Descrição do exercício:
Conte as linhas das entradas abaixo que contêm a palavra "Find", levando em conta maiúsculas e minúsculas. Informe apenas o número.

Itens de uma coleção de rotulagem:
========================
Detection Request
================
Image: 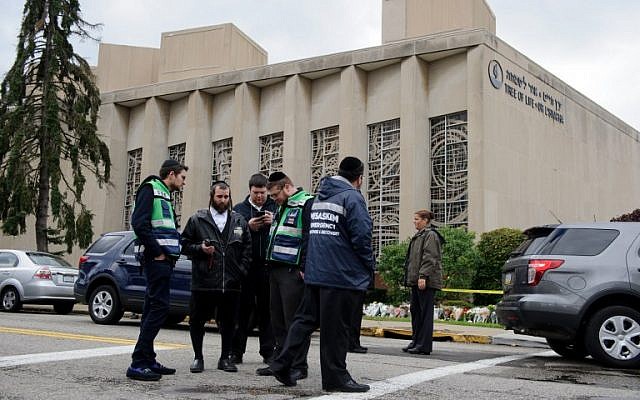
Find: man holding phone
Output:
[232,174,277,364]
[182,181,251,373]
========================
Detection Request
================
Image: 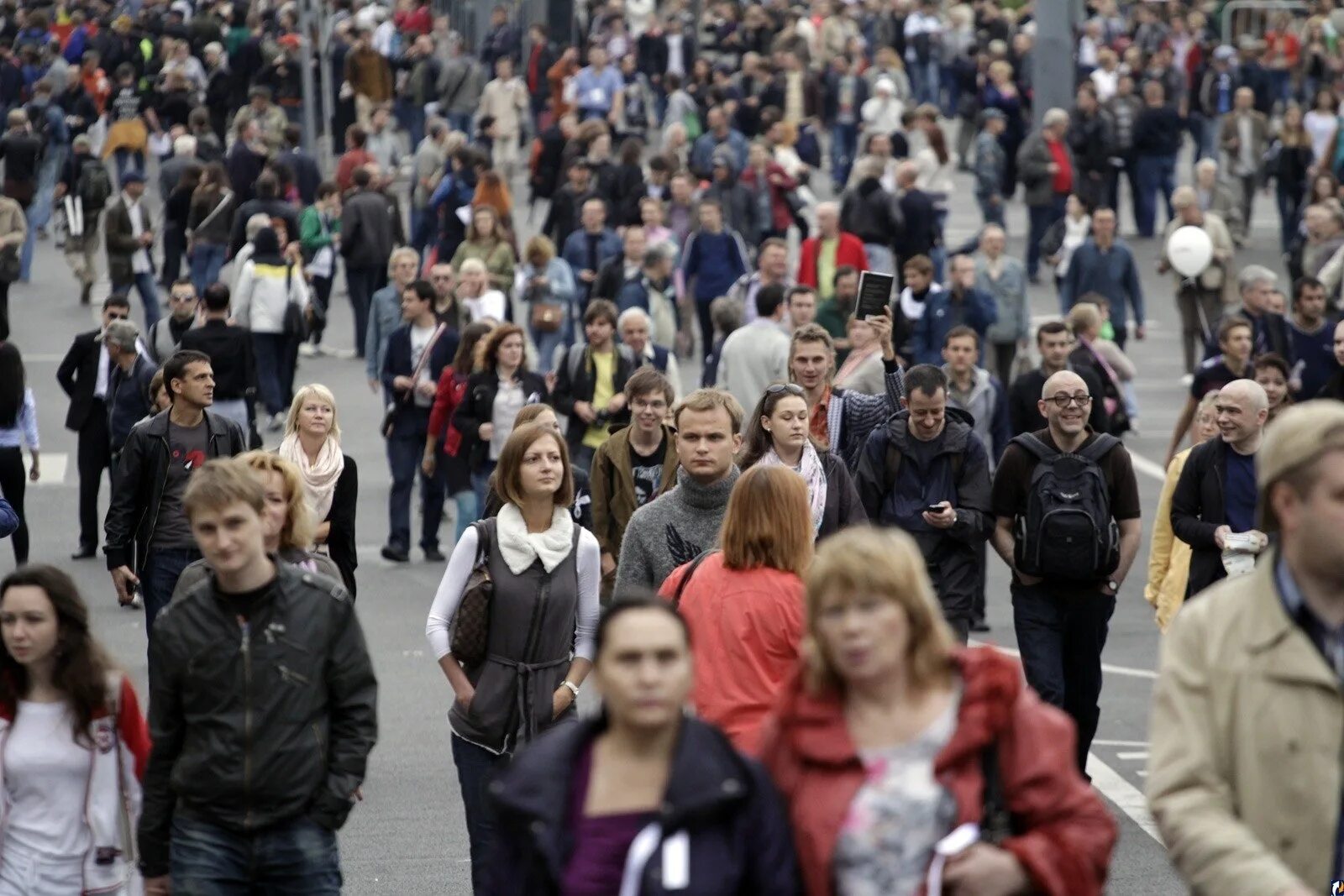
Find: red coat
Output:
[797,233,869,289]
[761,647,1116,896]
========================
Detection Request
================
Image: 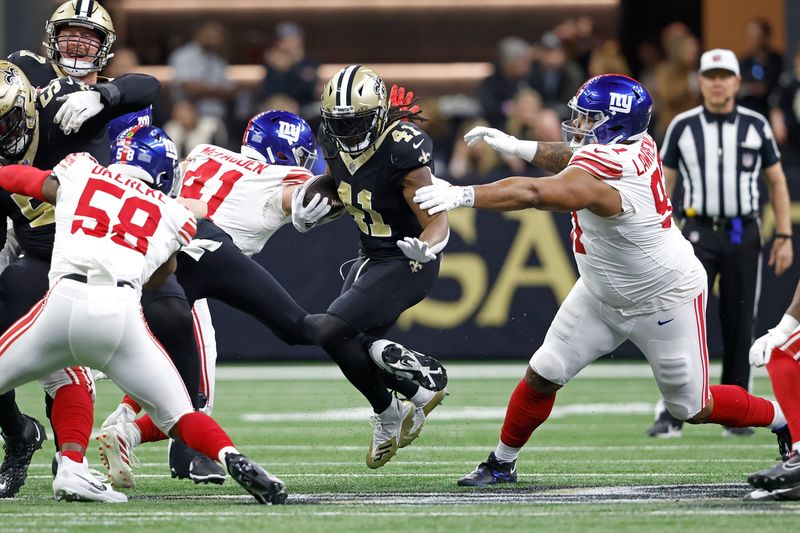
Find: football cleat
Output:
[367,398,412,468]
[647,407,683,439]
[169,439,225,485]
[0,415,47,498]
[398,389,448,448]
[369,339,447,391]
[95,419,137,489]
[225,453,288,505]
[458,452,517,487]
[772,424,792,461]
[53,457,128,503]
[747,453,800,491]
========================
Resposta completa:
3